Exercise set:
1 – According to the text on store-branded credit cards, how much loan growth did Synchrony Financial have between the second quarter of 2014 and the same period this year?
2 – In the text on store-branded credit cards, duplicate the part that opens with the words containing "Many households have" and closes with "Federal Reserve data.".
3 – Go on with the text on store-branded credit cards from where it stops.

Many households have taken a once-bitten, twice-shy view of plastic. Regulations have gotten tighter. And card issuers have adopted more cautious underwriting practices.

But in one corner of the industry, consumer borrowing is enjoying a strong revival: the store-branded card business, which was in bad shape during the downturn.

Between the second quarter of 2014 and the same period this year, Synchrony Financial, which specializes in store-branded cards, enjoyed 11.8% loan growth. Another industry leader, Alliance Data Systems, saw 33% growth in loan receivables in its card services business over the same one-year period. Meanwhile, total revolving credit in the U.S. rose by just 3.9%, according to Federal Reserve data.

Several factors appear to be driving the outsized growth.

Some of it is likely connected to the credit cycle. Store-branded cards, a catchall term that includes private-label cards that can only be used at one retailer and co-branded cards that can also be swiped at other merchants, tend to have higher-than-average losses when consumers become distressed.

So the store-branded credit card segment contracted more during the recession than the industry as a whole. And since then it has grown at a faster rate.

Records:

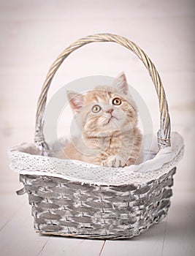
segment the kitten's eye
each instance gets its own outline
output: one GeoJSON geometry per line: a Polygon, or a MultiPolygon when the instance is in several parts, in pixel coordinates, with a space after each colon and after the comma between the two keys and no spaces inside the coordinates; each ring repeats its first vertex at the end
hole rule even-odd
{"type": "Polygon", "coordinates": [[[101,110],[101,108],[98,105],[96,105],[94,107],[92,108],[92,111],[93,113],[99,113],[101,110]]]}
{"type": "Polygon", "coordinates": [[[115,98],[115,99],[112,99],[112,104],[113,105],[121,105],[122,103],[122,101],[121,101],[121,99],[119,99],[119,98],[115,98]]]}

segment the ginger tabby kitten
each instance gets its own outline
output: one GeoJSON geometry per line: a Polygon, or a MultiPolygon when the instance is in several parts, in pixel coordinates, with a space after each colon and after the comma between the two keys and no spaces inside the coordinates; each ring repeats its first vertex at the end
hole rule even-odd
{"type": "Polygon", "coordinates": [[[142,161],[137,109],[123,72],[110,86],[67,94],[81,134],[65,146],[59,157],[116,167],[142,161]]]}

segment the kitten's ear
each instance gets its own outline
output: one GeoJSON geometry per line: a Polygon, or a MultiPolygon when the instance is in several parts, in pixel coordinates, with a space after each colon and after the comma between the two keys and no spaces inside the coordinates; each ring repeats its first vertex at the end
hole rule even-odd
{"type": "Polygon", "coordinates": [[[114,82],[114,86],[115,86],[123,94],[128,94],[128,83],[125,73],[123,72],[120,73],[116,78],[114,82]]]}
{"type": "Polygon", "coordinates": [[[67,91],[67,96],[73,111],[76,113],[80,112],[83,105],[83,96],[72,91],[67,91]]]}

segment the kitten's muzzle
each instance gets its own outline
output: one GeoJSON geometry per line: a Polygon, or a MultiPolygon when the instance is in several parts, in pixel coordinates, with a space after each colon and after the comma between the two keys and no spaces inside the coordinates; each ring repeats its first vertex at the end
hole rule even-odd
{"type": "Polygon", "coordinates": [[[113,112],[113,109],[112,108],[110,108],[108,110],[107,110],[107,113],[109,113],[110,114],[112,114],[112,113],[113,112]]]}

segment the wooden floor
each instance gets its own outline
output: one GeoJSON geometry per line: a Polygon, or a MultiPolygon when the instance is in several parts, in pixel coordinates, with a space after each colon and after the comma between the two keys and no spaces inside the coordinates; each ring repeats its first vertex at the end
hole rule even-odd
{"type": "MultiPolygon", "coordinates": [[[[194,0],[0,1],[1,256],[195,255],[194,23],[194,0]],[[171,208],[164,221],[130,240],[42,236],[34,230],[26,195],[15,194],[21,185],[9,168],[7,150],[33,141],[37,101],[52,62],[76,39],[104,32],[135,42],[161,76],[172,129],[186,145],[171,208]]],[[[156,134],[159,114],[150,77],[140,61],[119,45],[94,44],[74,53],[56,74],[48,99],[75,79],[115,77],[122,71],[143,97],[156,134]]]]}

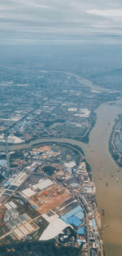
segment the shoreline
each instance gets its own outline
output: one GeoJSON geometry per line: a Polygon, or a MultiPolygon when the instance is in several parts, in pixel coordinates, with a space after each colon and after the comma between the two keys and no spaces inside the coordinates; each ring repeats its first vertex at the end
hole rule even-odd
{"type": "MultiPolygon", "coordinates": [[[[122,118],[121,118],[122,119],[122,118]]],[[[114,161],[115,161],[116,165],[118,166],[118,167],[122,168],[122,154],[117,150],[115,144],[114,143],[115,141],[115,137],[116,135],[116,130],[115,130],[115,126],[120,122],[121,119],[119,119],[119,115],[118,115],[118,118],[115,120],[115,124],[112,127],[112,130],[110,135],[110,139],[109,139],[109,143],[108,143],[108,149],[109,152],[112,157],[112,158],[114,159],[114,161]]]]}

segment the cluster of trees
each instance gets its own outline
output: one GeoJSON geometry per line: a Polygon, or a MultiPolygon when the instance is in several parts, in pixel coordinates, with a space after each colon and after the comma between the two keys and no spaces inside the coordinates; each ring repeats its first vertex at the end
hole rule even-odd
{"type": "Polygon", "coordinates": [[[15,245],[0,246],[1,256],[78,256],[79,249],[73,247],[58,247],[54,241],[20,242],[15,245]]]}

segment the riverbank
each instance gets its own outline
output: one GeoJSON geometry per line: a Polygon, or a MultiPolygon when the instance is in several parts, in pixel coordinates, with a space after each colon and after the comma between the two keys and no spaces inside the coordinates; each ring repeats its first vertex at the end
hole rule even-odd
{"type": "MultiPolygon", "coordinates": [[[[28,144],[9,146],[9,150],[16,150],[43,142],[62,142],[76,145],[84,150],[85,157],[92,169],[92,179],[97,188],[96,201],[98,212],[101,214],[102,208],[105,210],[105,214],[101,215],[101,218],[102,225],[107,224],[102,234],[107,256],[121,256],[122,251],[122,172],[116,171],[118,166],[108,148],[115,119],[121,113],[121,109],[122,100],[112,105],[104,104],[97,109],[97,122],[89,134],[89,144],[68,139],[40,139],[28,144]],[[116,181],[116,178],[119,182],[116,181]],[[108,187],[106,185],[107,183],[108,187]]],[[[1,147],[1,150],[5,150],[5,148],[1,147]]]]}
{"type": "MultiPolygon", "coordinates": [[[[115,125],[113,126],[112,131],[110,136],[110,140],[109,140],[110,153],[120,168],[122,168],[122,153],[118,150],[115,145],[115,136],[117,134],[120,138],[120,130],[119,131],[117,130],[117,126],[121,123],[121,121],[122,121],[122,116],[119,115],[118,118],[115,120],[115,125]]],[[[120,143],[122,143],[122,142],[120,141],[120,143]]]]}

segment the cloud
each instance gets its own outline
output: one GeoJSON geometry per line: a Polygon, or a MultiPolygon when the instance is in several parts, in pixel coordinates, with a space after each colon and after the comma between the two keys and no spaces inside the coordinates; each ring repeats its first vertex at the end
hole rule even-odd
{"type": "Polygon", "coordinates": [[[87,13],[105,17],[120,17],[122,19],[122,9],[90,10],[87,13]]]}
{"type": "Polygon", "coordinates": [[[121,0],[1,0],[0,43],[121,35],[121,0]],[[10,40],[11,38],[11,40],[10,40]]]}

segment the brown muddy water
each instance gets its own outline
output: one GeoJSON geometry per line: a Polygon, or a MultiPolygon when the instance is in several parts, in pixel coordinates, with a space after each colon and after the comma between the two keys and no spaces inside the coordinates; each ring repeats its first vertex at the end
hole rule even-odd
{"type": "MultiPolygon", "coordinates": [[[[97,188],[96,200],[102,216],[103,242],[106,256],[122,256],[122,171],[117,171],[117,165],[108,151],[108,141],[115,123],[115,118],[121,113],[122,100],[115,104],[104,104],[96,111],[98,120],[90,132],[89,143],[85,144],[68,139],[40,139],[20,145],[9,146],[9,150],[27,148],[44,142],[69,143],[76,144],[85,152],[85,158],[92,168],[93,180],[97,188]],[[111,177],[111,173],[113,177],[111,177]],[[101,178],[100,178],[101,177],[101,178]],[[117,182],[116,178],[119,179],[117,182]],[[108,183],[108,188],[107,187],[108,183]]],[[[1,146],[1,150],[5,147],[1,146]]]]}

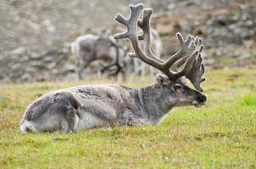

Answers given:
1 – 11.8%

2 –
Many households have taken a once-bitten, twice-shy view of plastic. Regulations have gotten tighter. And card issuers have adopted more cautious underwriting practices.

But in one corner of the industry, consumer borrowing is enjoying a strong revival: the store-branded card business, which was in bad shape during the downturn.

Between the second quarter of 2014 and the same period this year, Synchrony Financial, which specializes in store-branded cards, enjoyed 11.8% loan growth. Another industry leader, Alliance Data Systems, saw 33% growth in loan receivables in its card services business over the same one-year period. Meanwhile, total revolving credit in the U.S. rose by just 3.9%, according to Federal Reserve data.

3 –
"It's a very cyclical market," said Odysseas Papadimitriou, chief executive officer of the company that owns CardHub.com, a comparison-shopping website.

Postcrisis regulations may also be playing a role in the rapid growth. Some consumers with marred credit, who relied on subprime credit cards before a 2009 credit card reform law that contributed to a sharp contraction in that market, may now be turning to private-label credit cards.

"People with bad credit, in the absence of secured cards, they don't have many options," Papadimitriou said.

But there is another key factor in the growth of store-branded cards: retailers are seeing benefits from driving consumer spending onto these cards.

"From a retailer's standpoint, there's definitely been a push toward incenting consumers to use private-label cards," said Mike Taiano, a card industry analyst at Burke & Quick Partners.

Retailers Steering Customers

The offers for store-branded credit cards used to be aimed largely at impulse shoppers. Consumers might get 25% off their first purchase, but then no further incentive to use the credit card. Consequently, lots of accounts would sit dormant for long stretches of time, with the cards buried at the bottom of people's wallets.

Today, it is far more typical for retailers to offer rewards that are designed to build long-term customer loyalty.

Cardholders at the clothing chain Gap get perks such as 10% off on Tuesdays, plus birthday savings and access to special events. Amazon's store card offers 5% back on all purchases to members of Amazon Prime.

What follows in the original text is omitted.